GIVEN INSTRUCTION - Please list every line in the rows below that contains the word "shed", copying each such line in full.

LISTING -
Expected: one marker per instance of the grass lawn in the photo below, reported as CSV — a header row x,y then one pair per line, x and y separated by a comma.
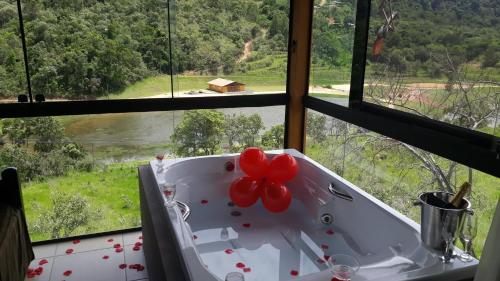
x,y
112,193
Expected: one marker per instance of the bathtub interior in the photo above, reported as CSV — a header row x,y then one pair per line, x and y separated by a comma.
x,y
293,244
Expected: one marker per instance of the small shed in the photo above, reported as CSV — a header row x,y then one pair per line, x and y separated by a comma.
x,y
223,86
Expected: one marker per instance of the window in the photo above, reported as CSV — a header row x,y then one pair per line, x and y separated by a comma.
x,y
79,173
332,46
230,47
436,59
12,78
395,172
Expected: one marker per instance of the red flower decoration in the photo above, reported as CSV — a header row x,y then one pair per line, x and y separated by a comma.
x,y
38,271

==

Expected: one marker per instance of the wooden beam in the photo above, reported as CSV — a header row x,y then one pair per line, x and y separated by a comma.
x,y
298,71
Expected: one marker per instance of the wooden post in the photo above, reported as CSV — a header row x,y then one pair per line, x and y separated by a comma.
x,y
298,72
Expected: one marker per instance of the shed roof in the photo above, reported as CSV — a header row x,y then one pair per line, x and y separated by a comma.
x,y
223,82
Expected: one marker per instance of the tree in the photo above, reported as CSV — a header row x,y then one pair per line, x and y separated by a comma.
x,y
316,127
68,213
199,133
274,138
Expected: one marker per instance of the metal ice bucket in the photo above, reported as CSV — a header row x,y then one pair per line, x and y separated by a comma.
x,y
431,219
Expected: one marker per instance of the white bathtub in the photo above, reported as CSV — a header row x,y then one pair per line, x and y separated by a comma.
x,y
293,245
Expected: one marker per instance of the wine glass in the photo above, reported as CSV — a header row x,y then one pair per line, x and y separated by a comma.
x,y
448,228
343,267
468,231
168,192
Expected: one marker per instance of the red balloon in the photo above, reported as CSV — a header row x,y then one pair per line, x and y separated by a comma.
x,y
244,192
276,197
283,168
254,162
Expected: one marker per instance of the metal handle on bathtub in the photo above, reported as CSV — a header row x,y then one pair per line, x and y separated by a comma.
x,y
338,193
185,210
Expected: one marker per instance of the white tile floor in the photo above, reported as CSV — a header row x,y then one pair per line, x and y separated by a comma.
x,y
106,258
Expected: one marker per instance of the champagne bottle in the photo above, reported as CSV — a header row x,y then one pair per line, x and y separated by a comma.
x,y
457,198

EXERCISE RESPONSE -
Expected: one marker per instance of the small shed in the photo above, reported as CSV — a header row x,y then one pair per line, x and y separated by a comma.
Expected: one marker per instance of the shed roof in the photo above, reported as CSV — a header row x,y then one pair per line, x and y separated by a comma.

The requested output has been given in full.